Data hasil ekstraksi:
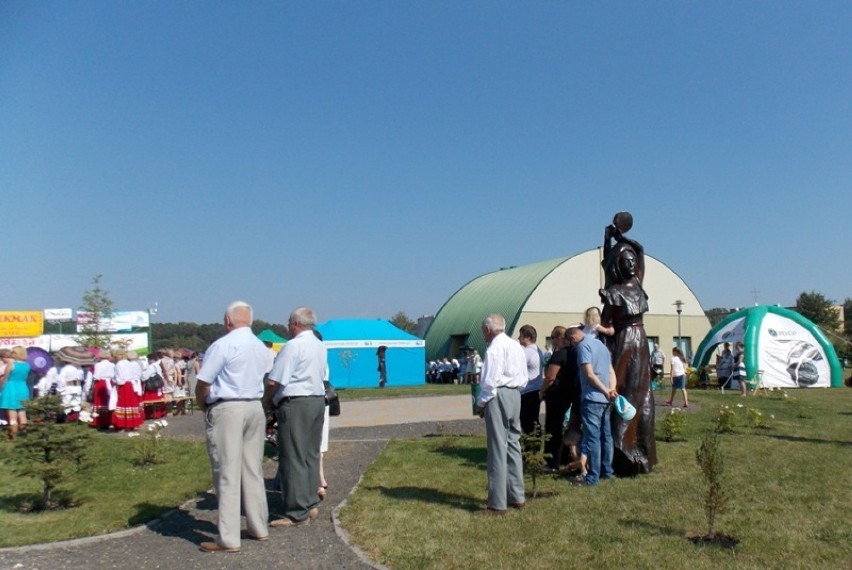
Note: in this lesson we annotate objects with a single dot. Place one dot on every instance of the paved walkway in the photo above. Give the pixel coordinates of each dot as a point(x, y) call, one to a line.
point(357, 437)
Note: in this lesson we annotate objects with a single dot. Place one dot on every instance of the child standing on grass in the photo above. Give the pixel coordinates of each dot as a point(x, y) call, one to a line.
point(678, 373)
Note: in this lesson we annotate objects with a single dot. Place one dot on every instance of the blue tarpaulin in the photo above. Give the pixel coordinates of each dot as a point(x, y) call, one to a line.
point(352, 360)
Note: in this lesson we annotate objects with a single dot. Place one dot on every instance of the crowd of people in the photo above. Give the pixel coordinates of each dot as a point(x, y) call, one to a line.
point(112, 389)
point(577, 380)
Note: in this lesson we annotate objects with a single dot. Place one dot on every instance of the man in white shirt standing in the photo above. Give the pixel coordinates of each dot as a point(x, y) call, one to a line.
point(229, 390)
point(504, 373)
point(295, 390)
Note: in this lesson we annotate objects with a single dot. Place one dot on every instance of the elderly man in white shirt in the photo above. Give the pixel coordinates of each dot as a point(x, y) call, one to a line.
point(229, 390)
point(504, 373)
point(294, 388)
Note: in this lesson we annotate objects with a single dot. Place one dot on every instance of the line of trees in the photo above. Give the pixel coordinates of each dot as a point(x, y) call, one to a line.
point(819, 309)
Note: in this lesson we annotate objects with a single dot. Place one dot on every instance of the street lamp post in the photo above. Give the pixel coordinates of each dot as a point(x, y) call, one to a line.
point(152, 310)
point(679, 305)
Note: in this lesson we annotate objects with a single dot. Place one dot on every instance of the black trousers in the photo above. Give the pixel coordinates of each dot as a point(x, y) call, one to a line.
point(530, 410)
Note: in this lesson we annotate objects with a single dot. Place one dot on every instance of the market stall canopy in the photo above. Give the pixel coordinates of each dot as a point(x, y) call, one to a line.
point(268, 335)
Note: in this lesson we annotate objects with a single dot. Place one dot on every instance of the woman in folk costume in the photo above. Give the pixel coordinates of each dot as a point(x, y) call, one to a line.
point(154, 394)
point(102, 390)
point(128, 408)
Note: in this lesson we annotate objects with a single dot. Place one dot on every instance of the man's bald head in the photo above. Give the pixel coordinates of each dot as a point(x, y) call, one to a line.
point(238, 314)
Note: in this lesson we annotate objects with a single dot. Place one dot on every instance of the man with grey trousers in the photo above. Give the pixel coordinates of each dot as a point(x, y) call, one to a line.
point(229, 390)
point(504, 373)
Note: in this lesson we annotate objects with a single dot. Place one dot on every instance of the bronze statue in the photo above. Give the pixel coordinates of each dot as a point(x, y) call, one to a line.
point(624, 304)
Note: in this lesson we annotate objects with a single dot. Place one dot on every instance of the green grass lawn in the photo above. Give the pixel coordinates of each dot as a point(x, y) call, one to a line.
point(114, 495)
point(790, 494)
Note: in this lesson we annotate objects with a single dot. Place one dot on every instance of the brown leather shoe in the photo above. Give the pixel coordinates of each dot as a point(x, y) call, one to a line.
point(288, 523)
point(215, 547)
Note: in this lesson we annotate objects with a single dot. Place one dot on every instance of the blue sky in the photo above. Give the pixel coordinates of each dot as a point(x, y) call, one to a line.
point(369, 157)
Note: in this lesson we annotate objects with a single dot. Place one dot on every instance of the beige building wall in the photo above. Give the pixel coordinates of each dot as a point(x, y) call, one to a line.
point(563, 297)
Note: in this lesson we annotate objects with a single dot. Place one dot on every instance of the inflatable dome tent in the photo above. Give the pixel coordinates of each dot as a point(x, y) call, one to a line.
point(791, 351)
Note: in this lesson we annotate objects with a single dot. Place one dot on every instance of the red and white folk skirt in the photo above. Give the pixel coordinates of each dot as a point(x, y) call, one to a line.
point(128, 412)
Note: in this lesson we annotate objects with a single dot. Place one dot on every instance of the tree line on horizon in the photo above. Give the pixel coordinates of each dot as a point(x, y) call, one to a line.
point(197, 337)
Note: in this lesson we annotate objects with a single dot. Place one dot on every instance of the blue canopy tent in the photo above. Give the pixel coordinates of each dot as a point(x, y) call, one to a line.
point(352, 359)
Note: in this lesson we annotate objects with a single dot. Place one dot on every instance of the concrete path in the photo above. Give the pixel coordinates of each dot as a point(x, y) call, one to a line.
point(391, 411)
point(357, 437)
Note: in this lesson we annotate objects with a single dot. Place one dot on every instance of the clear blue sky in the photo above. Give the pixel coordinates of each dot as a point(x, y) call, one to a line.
point(369, 157)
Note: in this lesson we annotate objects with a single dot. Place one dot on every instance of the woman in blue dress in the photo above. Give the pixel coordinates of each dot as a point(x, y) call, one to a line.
point(14, 390)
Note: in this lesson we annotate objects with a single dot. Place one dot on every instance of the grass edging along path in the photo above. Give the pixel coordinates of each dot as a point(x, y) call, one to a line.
point(114, 494)
point(418, 505)
point(421, 390)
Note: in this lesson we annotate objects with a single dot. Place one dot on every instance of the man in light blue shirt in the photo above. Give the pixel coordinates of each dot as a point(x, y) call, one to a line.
point(597, 384)
point(295, 390)
point(229, 389)
point(504, 373)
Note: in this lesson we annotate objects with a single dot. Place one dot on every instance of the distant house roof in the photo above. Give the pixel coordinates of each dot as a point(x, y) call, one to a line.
point(268, 335)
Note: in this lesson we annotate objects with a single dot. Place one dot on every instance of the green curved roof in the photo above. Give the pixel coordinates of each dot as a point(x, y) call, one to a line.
point(504, 292)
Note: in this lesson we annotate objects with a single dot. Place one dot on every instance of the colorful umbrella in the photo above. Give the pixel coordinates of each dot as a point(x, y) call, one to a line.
point(39, 359)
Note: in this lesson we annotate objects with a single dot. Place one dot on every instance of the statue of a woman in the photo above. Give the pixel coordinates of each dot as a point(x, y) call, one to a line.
point(624, 304)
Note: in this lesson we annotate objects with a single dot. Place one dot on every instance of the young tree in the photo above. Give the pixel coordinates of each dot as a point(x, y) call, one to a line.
point(49, 451)
point(98, 306)
point(818, 309)
point(716, 314)
point(401, 320)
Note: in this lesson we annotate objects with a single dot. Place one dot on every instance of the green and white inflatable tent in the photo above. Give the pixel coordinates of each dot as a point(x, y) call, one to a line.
point(791, 350)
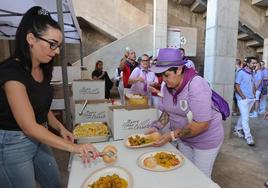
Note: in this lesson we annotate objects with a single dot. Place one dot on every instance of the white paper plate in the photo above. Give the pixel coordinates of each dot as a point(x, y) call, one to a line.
point(123, 173)
point(159, 168)
point(139, 146)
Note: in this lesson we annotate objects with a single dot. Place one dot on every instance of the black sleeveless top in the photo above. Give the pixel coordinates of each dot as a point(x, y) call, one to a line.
point(40, 94)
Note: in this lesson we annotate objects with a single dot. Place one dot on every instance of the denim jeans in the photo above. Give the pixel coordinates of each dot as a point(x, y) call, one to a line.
point(23, 161)
point(242, 123)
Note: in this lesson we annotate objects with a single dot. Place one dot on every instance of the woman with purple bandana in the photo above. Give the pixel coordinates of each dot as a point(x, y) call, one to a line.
point(195, 124)
point(142, 78)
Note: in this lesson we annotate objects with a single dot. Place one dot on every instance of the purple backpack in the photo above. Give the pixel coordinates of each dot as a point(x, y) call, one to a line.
point(221, 104)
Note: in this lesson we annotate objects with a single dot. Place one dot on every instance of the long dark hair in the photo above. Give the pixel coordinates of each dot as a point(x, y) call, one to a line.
point(36, 21)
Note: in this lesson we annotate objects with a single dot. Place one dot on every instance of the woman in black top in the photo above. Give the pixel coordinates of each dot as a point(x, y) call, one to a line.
point(25, 99)
point(99, 74)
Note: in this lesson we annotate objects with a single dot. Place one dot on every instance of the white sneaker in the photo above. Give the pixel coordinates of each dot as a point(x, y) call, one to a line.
point(261, 112)
point(253, 115)
point(239, 133)
point(250, 141)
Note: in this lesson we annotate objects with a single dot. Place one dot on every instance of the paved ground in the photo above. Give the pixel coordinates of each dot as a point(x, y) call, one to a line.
point(237, 165)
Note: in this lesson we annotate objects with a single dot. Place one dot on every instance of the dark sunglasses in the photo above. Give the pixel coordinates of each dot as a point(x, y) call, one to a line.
point(52, 44)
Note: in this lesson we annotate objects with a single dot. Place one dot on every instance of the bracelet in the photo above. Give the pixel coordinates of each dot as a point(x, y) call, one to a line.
point(172, 136)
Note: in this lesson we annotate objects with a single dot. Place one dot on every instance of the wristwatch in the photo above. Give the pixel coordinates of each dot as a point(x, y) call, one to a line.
point(172, 136)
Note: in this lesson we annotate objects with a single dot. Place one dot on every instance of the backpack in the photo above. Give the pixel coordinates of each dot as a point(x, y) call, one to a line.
point(220, 103)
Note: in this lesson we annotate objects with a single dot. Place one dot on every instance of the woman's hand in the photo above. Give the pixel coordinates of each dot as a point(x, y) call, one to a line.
point(150, 130)
point(66, 135)
point(86, 151)
point(163, 140)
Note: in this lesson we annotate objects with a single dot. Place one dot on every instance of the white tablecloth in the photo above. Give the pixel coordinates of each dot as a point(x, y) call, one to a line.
point(186, 176)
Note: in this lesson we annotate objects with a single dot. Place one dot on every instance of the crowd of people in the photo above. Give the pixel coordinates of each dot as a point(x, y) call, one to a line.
point(250, 94)
point(25, 79)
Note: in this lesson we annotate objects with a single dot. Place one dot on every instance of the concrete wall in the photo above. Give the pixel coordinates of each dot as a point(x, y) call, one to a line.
point(141, 41)
point(4, 52)
point(253, 17)
point(244, 51)
point(115, 17)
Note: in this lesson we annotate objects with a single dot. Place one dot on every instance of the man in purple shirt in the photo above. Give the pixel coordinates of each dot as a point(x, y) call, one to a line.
point(195, 123)
point(142, 78)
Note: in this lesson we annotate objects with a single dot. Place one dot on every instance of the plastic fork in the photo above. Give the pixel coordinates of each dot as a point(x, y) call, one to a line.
point(101, 154)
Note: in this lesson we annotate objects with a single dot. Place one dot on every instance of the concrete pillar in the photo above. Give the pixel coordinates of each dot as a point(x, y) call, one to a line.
point(220, 48)
point(149, 10)
point(160, 25)
point(265, 52)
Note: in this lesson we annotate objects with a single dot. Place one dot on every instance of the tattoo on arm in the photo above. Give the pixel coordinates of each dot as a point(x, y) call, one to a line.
point(164, 118)
point(185, 132)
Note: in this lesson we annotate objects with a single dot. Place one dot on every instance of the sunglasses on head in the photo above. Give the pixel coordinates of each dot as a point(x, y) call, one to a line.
point(53, 45)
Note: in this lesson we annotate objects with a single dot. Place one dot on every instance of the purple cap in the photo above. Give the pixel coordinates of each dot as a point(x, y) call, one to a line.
point(167, 58)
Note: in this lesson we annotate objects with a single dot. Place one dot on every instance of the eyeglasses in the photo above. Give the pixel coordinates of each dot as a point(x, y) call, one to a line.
point(52, 44)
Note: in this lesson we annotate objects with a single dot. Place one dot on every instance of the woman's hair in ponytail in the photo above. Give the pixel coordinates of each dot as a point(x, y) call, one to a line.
point(36, 21)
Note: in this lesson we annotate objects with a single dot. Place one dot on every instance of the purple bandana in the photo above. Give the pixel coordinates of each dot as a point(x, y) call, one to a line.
point(246, 71)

Tujuan tugas: Kalikan setiap angka koordinat pada jawaban dengan 0,55, lalu bulatkan ke bilangan bulat dengan nilai setengah dibulatkan ke atas. Tuliskan ulang beserta permintaannya semua baris mulai dari baris yang memuat "of the child" sampai baris yang memuat "point(352, 360)", termasuk kedua baris itu.

Hasil berikut:
Note: in this lesson we annotate objects with a single dot. Place one dot on every instance of the child standing on grass in the photo above. Give the pixel coordinates of each dot as a point(x, y) call, one to a line.
point(373, 205)
Note: in this lesson we annotate objects with a single dot. Place one dot on every instance of the blue tarpaulin in the photo above. Give the pixel coordinates of each dot as a point(x, y) call, one to a line.
point(194, 198)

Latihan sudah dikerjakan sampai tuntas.